* [DOCUMENT TEXT]:
Suggested Song: Ave Maria, Franz Schubert Suggested Drink: Marillenschnaps shot (a powerful Austrian apricot brandy)
If your primary ambition is a life defined by comfort, security and the relief from uncertainty then read no further.
For those continuing, please start the audio to my Suggested Song above, then read on.
Franz Schubert’s Ave Maria is one of the most recognized songs of the classics period, adapted for films like Disney’s Fantasia and recorded by most every major opera singer through the years. It has become the signature piece for the great Andrea Bocelli, performed with his contemporaries and grand orchestras around the globe. I prefer this simple, haunting version sung by Maria Callas.
During his life Schubert was dismissed as a minor league composer, second-tier to the true giants: Bach and Beethoven. His bid to join the Vienna Society of Music was rejected and all of his 20 stage pieces were failures. Most of his career was spent as a nomadic bohemian, supported and lodged by a small circle of friends and fans. Yet in his short 31 years he produced over 1,500 works including 7 symphonies, 600 vocal pieces, and many sonatas and operas.

* [EXTRACTED DATA]:
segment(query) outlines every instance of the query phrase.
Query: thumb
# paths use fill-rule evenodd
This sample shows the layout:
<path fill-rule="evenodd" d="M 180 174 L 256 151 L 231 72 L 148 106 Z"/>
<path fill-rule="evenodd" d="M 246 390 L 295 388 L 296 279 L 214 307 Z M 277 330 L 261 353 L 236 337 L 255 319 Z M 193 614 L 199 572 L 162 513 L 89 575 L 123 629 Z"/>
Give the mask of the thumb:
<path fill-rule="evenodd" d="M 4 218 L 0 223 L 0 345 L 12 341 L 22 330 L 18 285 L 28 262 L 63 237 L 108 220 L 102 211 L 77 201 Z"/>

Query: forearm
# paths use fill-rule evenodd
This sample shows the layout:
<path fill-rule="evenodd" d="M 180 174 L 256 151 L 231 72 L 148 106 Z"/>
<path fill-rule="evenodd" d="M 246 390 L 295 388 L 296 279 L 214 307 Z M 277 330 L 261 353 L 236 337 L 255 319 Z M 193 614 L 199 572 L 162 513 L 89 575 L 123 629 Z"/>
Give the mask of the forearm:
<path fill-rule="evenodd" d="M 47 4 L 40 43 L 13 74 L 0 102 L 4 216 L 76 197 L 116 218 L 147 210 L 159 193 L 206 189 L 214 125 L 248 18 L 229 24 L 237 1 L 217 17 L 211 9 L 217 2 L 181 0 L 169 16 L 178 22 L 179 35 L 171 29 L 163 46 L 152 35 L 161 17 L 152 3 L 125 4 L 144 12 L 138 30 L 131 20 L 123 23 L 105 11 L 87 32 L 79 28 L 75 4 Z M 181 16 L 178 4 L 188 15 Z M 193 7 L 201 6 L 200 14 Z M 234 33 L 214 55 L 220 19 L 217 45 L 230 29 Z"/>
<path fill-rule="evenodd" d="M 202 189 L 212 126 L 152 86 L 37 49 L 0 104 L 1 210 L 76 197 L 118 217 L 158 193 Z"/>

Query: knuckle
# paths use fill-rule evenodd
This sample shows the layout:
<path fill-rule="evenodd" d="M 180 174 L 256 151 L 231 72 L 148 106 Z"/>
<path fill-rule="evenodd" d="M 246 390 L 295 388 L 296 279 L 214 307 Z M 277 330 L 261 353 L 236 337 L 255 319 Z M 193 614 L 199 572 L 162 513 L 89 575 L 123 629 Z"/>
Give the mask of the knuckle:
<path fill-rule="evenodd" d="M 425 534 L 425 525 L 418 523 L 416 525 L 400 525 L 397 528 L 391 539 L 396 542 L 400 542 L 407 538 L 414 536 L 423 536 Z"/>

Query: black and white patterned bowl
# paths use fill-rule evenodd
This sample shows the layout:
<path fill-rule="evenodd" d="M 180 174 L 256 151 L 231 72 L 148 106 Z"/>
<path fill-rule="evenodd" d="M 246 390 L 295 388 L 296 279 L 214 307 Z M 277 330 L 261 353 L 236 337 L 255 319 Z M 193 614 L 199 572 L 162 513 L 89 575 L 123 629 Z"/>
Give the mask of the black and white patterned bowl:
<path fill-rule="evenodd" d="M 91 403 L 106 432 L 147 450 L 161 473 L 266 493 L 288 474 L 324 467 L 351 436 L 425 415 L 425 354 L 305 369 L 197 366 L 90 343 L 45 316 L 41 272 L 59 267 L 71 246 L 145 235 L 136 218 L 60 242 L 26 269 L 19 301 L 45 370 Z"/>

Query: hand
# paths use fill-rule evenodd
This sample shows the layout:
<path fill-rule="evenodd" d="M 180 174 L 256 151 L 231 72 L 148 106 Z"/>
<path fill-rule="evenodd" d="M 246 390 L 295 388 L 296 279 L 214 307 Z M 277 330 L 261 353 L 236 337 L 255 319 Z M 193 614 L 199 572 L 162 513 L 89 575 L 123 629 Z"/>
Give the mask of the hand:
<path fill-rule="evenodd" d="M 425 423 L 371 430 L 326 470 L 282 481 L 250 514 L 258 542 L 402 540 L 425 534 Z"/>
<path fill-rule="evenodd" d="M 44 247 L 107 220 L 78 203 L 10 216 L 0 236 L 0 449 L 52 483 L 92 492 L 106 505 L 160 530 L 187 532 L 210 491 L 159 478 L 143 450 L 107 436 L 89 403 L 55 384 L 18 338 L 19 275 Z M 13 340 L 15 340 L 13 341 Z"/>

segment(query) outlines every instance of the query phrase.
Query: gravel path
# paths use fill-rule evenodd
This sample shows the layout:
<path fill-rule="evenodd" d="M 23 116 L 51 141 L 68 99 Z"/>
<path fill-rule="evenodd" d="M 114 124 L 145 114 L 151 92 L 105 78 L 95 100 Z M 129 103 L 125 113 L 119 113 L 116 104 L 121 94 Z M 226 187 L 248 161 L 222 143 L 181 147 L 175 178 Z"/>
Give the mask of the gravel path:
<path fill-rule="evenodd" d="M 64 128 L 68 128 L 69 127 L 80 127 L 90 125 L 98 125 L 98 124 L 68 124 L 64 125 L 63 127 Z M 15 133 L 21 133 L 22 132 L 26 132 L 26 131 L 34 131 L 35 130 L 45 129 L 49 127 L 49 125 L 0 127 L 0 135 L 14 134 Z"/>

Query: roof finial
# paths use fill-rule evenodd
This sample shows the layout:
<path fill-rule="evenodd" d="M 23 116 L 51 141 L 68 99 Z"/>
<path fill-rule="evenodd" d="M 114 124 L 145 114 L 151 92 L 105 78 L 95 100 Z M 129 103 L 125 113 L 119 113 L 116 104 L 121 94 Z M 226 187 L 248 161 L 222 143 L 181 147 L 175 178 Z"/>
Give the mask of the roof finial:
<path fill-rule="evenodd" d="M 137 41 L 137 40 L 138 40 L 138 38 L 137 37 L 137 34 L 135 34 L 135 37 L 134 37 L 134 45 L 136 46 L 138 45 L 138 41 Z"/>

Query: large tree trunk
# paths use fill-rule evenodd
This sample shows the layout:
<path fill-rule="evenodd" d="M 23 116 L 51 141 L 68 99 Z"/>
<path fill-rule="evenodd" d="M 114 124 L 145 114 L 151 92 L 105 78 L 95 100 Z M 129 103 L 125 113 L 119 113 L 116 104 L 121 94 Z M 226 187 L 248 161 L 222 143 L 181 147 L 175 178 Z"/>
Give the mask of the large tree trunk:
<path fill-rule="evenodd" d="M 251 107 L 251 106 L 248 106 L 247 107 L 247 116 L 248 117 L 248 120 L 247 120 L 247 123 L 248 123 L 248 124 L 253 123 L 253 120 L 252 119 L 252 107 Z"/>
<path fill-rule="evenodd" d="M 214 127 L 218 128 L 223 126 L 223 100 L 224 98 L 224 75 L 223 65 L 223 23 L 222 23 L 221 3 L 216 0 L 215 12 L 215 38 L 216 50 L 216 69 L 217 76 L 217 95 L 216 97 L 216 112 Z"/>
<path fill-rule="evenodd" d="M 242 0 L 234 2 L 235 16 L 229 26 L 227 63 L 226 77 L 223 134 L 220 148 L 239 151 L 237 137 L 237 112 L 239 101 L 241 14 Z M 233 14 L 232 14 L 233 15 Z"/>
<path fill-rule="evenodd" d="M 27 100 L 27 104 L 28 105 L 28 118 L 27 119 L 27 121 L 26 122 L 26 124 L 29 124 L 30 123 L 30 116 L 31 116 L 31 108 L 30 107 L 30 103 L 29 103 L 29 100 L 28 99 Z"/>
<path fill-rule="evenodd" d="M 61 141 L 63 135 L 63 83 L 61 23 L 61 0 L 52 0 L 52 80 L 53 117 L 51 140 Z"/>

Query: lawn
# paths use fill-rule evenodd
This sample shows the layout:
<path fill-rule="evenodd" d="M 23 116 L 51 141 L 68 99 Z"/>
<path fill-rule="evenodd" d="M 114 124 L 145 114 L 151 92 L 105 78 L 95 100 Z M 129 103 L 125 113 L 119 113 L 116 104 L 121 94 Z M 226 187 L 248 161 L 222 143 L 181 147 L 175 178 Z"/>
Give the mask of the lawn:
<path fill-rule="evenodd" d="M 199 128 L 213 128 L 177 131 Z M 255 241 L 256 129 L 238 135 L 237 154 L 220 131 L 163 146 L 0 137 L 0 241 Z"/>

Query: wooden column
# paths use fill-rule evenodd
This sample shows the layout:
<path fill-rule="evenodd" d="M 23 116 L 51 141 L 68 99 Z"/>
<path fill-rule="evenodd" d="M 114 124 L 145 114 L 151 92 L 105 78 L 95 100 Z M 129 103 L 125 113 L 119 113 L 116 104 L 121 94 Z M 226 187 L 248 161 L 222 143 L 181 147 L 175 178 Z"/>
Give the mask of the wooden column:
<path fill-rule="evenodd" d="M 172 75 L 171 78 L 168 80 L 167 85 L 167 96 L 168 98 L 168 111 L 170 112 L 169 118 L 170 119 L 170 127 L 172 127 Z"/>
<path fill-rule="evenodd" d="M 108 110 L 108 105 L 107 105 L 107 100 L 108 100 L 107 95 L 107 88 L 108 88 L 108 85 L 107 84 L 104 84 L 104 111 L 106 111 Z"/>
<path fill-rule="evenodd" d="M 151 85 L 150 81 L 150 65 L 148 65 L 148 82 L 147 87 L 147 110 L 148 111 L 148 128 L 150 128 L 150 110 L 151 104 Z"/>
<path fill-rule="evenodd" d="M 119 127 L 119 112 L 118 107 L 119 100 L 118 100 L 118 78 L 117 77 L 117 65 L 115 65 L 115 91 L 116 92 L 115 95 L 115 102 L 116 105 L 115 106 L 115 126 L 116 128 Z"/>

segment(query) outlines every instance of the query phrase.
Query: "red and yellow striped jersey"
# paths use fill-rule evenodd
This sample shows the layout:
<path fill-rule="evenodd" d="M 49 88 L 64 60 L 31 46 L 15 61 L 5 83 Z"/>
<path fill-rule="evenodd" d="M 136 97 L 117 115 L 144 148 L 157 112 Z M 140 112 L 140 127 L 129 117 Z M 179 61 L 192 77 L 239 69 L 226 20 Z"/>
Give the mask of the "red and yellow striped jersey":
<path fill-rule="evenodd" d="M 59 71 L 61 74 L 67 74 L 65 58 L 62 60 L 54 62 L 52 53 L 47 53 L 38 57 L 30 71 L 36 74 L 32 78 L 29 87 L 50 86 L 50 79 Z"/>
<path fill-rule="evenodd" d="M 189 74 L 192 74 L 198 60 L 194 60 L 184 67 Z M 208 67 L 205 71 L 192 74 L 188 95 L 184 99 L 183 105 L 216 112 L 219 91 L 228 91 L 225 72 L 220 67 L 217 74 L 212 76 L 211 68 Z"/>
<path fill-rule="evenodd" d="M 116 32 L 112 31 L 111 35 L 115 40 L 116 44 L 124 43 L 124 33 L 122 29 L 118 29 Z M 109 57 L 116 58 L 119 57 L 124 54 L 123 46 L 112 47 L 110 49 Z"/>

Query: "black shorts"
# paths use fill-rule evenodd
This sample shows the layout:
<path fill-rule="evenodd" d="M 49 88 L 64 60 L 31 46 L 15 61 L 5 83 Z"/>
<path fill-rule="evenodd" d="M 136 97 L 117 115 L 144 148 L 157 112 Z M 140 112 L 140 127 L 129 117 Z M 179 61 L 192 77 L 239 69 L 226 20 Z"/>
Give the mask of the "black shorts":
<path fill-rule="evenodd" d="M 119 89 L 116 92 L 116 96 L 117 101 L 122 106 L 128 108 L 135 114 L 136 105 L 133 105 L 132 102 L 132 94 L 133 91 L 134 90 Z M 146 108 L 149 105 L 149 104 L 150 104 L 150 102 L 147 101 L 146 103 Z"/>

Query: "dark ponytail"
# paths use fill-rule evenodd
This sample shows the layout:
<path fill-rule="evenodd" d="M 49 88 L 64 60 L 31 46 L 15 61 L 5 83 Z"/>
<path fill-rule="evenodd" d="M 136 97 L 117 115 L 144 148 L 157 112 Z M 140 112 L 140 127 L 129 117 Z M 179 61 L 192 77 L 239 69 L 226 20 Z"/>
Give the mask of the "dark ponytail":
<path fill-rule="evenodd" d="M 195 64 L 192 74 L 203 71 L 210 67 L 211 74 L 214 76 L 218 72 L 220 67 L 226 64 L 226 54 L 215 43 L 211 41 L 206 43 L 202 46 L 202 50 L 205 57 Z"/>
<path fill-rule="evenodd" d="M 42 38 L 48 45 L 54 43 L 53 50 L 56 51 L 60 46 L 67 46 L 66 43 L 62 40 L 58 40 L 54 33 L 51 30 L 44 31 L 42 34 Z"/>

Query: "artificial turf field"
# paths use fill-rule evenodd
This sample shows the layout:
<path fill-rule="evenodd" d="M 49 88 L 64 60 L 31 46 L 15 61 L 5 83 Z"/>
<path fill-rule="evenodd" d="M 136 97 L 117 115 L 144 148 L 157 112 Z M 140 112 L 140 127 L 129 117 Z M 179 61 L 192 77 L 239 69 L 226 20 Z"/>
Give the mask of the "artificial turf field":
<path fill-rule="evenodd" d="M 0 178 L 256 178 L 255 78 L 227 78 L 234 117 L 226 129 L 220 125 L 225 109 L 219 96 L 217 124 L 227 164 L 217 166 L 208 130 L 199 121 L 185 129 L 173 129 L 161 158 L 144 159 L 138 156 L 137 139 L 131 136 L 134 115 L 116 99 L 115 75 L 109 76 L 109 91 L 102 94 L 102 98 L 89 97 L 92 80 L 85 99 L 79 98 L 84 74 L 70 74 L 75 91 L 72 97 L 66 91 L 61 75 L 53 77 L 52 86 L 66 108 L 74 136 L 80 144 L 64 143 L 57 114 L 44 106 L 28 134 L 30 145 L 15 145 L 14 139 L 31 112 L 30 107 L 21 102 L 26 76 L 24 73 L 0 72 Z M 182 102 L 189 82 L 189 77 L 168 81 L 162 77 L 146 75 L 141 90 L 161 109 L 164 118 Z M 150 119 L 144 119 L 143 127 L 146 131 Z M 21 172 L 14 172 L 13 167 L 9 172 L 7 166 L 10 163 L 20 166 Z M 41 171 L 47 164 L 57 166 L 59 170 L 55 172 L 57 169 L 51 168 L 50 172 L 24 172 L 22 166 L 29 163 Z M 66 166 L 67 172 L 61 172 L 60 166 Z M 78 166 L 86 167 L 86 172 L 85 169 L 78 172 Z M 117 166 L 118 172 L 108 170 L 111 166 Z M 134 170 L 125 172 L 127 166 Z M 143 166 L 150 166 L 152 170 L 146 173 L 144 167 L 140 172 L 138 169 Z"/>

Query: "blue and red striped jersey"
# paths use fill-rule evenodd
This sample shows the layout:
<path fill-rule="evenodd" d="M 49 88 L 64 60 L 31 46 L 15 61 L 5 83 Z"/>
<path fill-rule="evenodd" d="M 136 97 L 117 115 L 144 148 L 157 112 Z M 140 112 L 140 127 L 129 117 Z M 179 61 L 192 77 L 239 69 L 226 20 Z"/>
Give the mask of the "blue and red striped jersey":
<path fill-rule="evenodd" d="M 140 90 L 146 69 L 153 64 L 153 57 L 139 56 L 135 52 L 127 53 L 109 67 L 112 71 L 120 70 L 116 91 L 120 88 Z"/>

* [ACTIONS TO TAKE]:
**1.** In the passage about Schubert, translate this sentence into Spanish: "His bid to join the Vienna Society of Music was rejected and all of his 20 stage pieces were failures."
**2.** Carry the passage about Schubert further, starting right after its last sentence.
The rows come from a different source than the passage about Schubert.

* [ANSWER LIST]:
**1.** Su intento de ingresar en la Sociedad de Música de Viena fue rechazado, y todas sus 20 obras escénicas fueron fracasos.

**2.**
Schubert could have enjoyed a secure, comfortable life giving piano lessons at his father’s music school. He tried this for one year, at his father’s request, but was too bored and uninspired to continue. Thank god. Beethoven, on his deathbed, was said to have praised Schubert’s music as inspired by divine genius. Brahms, Mendelsohn, Litz, Schumman, Dvorik, and other greats to follow pointed to his work as principal inspiration, and they in turn inspired the next generation of romantics.
Are we thankful for Schubert’s sacrifice, the selfless and selfish dedication to his gift despite the poverty, disrespect, and disappointment to his family? Is our world a richer place with Ave Maria in it (not to mention his other works and those of his disciples)?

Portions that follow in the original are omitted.